**Work instructions:** Gather all lines with "instance" from the records.

**Given records:**
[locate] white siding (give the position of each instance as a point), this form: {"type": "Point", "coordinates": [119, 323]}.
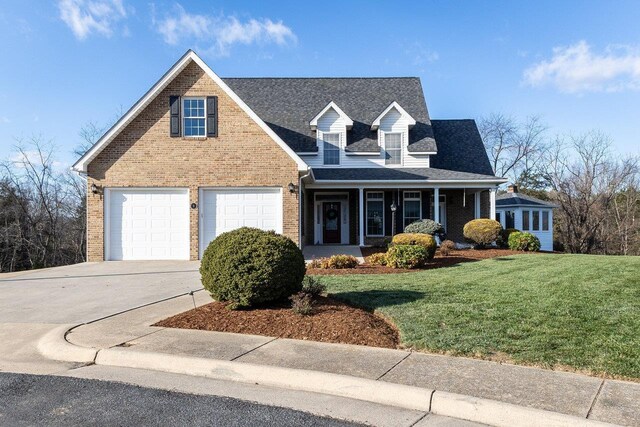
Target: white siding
{"type": "Point", "coordinates": [546, 237]}
{"type": "Point", "coordinates": [392, 122]}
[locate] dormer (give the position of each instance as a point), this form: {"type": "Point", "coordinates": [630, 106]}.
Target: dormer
{"type": "Point", "coordinates": [331, 125]}
{"type": "Point", "coordinates": [393, 126]}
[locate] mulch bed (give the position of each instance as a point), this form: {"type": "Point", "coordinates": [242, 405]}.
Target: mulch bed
{"type": "Point", "coordinates": [439, 261]}
{"type": "Point", "coordinates": [332, 321]}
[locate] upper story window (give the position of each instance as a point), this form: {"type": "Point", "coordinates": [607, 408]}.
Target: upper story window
{"type": "Point", "coordinates": [393, 148]}
{"type": "Point", "coordinates": [194, 117]}
{"type": "Point", "coordinates": [331, 148]}
{"type": "Point", "coordinates": [412, 209]}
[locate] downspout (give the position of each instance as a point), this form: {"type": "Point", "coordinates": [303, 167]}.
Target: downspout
{"type": "Point", "coordinates": [301, 213]}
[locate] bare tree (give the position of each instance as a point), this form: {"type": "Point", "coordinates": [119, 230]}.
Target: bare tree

**Written solution:**
[locate] white siding (give the position of each instance as a point), this form: {"type": "Point", "coordinates": [119, 323]}.
[locate] dormer (give the position of each instance as a point), this form: {"type": "Point", "coordinates": [630, 106]}.
[locate] mulch bed (give the position of each instance as a point), this form: {"type": "Point", "coordinates": [242, 405]}.
[locate] upper story window (give the position of each instance as a point), this form: {"type": "Point", "coordinates": [607, 408]}.
[locate] downspout (give the position of each instance as a point), this form: {"type": "Point", "coordinates": [303, 167]}.
[locate] bare tree (give the position of each instance as a point), this form: {"type": "Point", "coordinates": [119, 230]}.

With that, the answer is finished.